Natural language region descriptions
◇ ◇ ◇

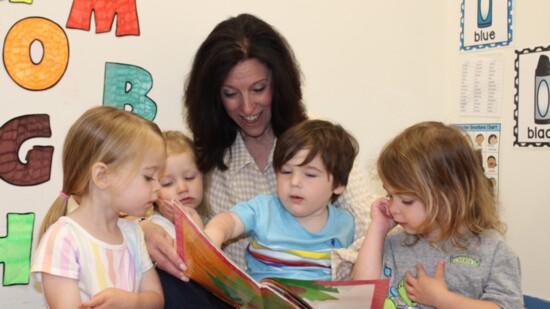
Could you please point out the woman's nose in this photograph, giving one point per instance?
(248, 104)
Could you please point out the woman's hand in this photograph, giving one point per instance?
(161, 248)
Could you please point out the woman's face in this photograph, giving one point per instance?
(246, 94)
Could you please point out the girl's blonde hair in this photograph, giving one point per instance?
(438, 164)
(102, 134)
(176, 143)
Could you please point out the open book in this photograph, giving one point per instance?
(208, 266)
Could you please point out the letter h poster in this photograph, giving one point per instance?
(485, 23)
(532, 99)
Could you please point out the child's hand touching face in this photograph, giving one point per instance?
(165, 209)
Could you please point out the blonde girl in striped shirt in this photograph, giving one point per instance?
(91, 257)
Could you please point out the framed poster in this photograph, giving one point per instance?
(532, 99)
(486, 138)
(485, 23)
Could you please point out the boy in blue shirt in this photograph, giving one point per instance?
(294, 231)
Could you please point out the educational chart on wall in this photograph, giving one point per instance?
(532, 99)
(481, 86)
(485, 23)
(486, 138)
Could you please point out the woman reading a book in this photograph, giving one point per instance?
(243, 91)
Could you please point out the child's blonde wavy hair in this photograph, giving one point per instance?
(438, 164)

◇ ◇ ◇

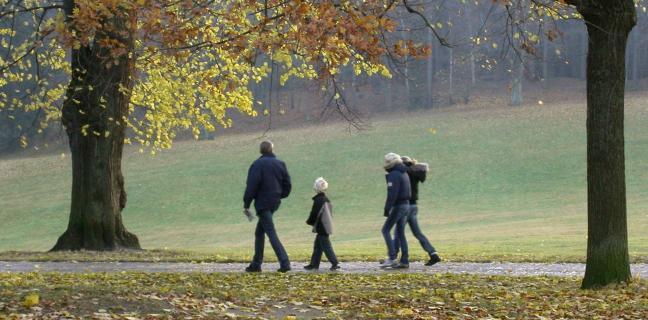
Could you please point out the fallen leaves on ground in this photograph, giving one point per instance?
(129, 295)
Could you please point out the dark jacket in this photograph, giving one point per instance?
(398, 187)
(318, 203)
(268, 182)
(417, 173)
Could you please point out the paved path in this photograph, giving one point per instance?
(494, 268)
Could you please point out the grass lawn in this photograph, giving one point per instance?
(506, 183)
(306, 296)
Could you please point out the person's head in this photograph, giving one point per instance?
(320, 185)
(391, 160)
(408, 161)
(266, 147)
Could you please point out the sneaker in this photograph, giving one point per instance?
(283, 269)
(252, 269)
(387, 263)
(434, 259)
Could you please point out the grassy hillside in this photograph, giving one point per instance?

◇ ◇ ◇

Directions → Starting at the line that has "Could you please point out the dark" and ending at the line that has "Could you please point out the grassy", please write out the lines above exactly, leaving out all others.

Output for this task →
Could you please point out the dark jacket in this photograph, giving one point per instance?
(398, 187)
(318, 203)
(268, 182)
(417, 173)
Could you please point out the paved path in this photograph, giving one point per instance?
(494, 268)
Could you please point out the grass lawn in this photograph, giving one point per instance?
(506, 183)
(306, 296)
Could you please point out the person's head in this photograph, giving one point per instance?
(320, 185)
(391, 160)
(408, 161)
(266, 147)
Could you please point out the sneaker in this photograph, giving one point per instance?
(283, 269)
(252, 269)
(387, 263)
(434, 259)
Could you please point out the grassy hillside in this photograph, giving one point per instance?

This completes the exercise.